But there’s another thing I’ve observed.  People are mega-cranky in heat.  Of course they are.  If you’re cold you can put on a sweater.  If you’re baking and soaked in sweat, there’s only so much clothing one can legally remove.  But imagine if the laws of common decency were to change?

Naked grocery shopping.  Now the thought of lining up at the deli counter amongst a bunch of nude people seems daunting.  Of course you’re gonna look around before you order your low sodium thinly sliced ham.  And let’s move over to the frozen foods aisle.  Nobody’s about to first open the glass door and then stand in front of the ice cream making a selection.  Your bits’ll be brittle by the time you grab your rainbow sherbet.  The check out line.  Where ya gonna keep your wallet and keys.  Forget about a cell.  So clearly this hot weather pattern which is likely our future and only weather pattern available is gonna result in a ton of cranky people.  

Face it.  The nude shopping rules ain’t gonna happen, although in theory it would have a huge impact on theft.  I mean how are ya gonna get that head of lettuce (there used to be a drag queen in the East Village named Hedda Lettuce) out of the store without paying?  You can’t do it.  You need coverage.

• [Material supplied]

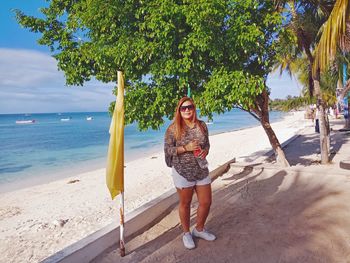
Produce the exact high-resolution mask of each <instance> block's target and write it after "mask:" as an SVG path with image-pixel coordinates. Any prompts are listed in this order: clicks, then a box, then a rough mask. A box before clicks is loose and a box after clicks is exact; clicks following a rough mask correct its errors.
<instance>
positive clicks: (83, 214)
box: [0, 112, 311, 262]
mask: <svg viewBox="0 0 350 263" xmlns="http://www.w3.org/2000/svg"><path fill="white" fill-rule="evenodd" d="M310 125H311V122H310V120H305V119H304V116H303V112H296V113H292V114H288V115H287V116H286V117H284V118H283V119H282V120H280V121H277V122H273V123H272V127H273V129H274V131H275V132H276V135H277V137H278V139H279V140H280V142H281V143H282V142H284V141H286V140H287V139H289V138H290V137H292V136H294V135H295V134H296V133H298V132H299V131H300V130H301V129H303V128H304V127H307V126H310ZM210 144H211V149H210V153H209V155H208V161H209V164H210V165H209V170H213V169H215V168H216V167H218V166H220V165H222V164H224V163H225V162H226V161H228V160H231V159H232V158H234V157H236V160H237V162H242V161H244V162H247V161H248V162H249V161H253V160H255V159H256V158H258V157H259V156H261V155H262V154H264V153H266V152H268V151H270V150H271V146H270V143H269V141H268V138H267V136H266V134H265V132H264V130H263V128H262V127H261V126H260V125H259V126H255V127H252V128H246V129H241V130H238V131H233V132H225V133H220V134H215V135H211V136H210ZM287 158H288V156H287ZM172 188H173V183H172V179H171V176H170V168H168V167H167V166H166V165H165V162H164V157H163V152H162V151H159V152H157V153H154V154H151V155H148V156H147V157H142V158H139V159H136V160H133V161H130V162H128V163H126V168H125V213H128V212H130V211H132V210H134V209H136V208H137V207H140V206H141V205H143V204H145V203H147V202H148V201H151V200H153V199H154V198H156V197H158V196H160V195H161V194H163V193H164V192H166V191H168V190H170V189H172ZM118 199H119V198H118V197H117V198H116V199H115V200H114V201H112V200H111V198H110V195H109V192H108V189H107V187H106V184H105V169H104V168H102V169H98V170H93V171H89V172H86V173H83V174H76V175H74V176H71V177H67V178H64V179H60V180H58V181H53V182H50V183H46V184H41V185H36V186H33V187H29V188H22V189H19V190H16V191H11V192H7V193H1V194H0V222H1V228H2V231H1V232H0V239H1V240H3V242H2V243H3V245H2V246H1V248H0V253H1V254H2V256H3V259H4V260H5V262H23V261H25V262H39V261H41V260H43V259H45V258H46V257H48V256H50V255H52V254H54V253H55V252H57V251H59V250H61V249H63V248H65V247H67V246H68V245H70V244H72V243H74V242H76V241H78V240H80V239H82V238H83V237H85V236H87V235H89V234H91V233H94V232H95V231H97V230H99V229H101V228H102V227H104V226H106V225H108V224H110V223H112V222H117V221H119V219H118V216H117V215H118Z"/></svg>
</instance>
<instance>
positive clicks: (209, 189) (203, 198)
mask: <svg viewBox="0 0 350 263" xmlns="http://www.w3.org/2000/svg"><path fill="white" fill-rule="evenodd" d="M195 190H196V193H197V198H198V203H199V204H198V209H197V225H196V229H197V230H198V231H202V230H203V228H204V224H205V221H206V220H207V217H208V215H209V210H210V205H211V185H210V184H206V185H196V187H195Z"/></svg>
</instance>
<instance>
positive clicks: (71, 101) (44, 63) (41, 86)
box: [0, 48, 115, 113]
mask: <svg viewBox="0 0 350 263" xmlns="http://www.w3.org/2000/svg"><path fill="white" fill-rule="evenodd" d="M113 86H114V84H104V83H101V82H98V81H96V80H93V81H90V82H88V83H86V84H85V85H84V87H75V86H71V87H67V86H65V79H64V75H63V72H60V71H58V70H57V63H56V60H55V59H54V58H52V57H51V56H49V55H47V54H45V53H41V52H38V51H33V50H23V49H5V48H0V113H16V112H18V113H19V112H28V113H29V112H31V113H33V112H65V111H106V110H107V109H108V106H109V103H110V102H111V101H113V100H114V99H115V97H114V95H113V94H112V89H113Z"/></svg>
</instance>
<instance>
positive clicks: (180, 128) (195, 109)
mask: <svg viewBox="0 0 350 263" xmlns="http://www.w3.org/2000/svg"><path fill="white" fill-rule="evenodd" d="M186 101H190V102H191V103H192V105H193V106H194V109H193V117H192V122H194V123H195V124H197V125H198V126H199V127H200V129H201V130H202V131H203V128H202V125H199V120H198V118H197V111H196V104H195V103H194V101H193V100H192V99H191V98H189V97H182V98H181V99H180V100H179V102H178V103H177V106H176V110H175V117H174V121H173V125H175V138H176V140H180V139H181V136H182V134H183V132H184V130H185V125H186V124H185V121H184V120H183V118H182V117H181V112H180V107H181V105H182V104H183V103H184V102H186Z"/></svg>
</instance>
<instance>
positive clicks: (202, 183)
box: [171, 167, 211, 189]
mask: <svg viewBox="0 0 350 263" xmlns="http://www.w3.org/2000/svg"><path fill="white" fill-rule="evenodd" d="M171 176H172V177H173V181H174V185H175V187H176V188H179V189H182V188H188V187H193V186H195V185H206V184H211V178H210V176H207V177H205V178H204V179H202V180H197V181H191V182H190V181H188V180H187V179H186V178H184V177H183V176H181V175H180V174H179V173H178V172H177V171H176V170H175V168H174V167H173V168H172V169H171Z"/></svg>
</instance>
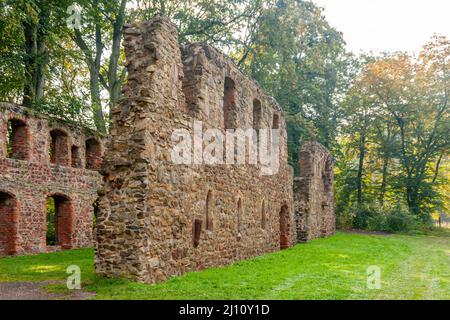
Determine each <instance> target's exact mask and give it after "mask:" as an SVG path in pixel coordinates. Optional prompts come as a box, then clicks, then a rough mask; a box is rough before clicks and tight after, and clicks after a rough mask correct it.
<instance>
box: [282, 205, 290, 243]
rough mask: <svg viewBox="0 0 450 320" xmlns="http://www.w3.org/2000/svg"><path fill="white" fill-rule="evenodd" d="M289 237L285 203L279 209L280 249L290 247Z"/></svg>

• [What needs to be done] Pick up the piece about hot weather and naked grocery shopping after its last sentence and keep it going in the same joking voice.

• [Response to the exercise]
But is there a cure for the levels of miserable people when it’s hot?  I guess being drunk all day would help but that’s got ramifications.  There’s really no such thing as a happy pill to pop.  Well not that I’ve popped as of yet.  So we sweat and we overheat and we lose all patience and tolerance for people, stupid people, stupid rules and stupidity in general.  Global warming is gonna make this planet mad as hell.

Lycra is not a viable clothing option for many.  Now I know there’s people that think it is, but that’s just another thing to get mad at.  Did they consider us when they put on that bikini bottom and tube top?  So we’re getting cranky.  There is no normal.  Outside is unbearable.  Inside with blaring air conditioning is preferred yet not without consequence.  

Wish I had a solution.  Oh actually I do.  To all the experts of the past that denied global warming, I’m raising a finger and it ain’t my thumb or pinky finger.  Look at the layers of clothing they wore back then.  

Shonda Rhimes should try a nude version of Bridgerton and see how it goes over.  I’m guessing not well.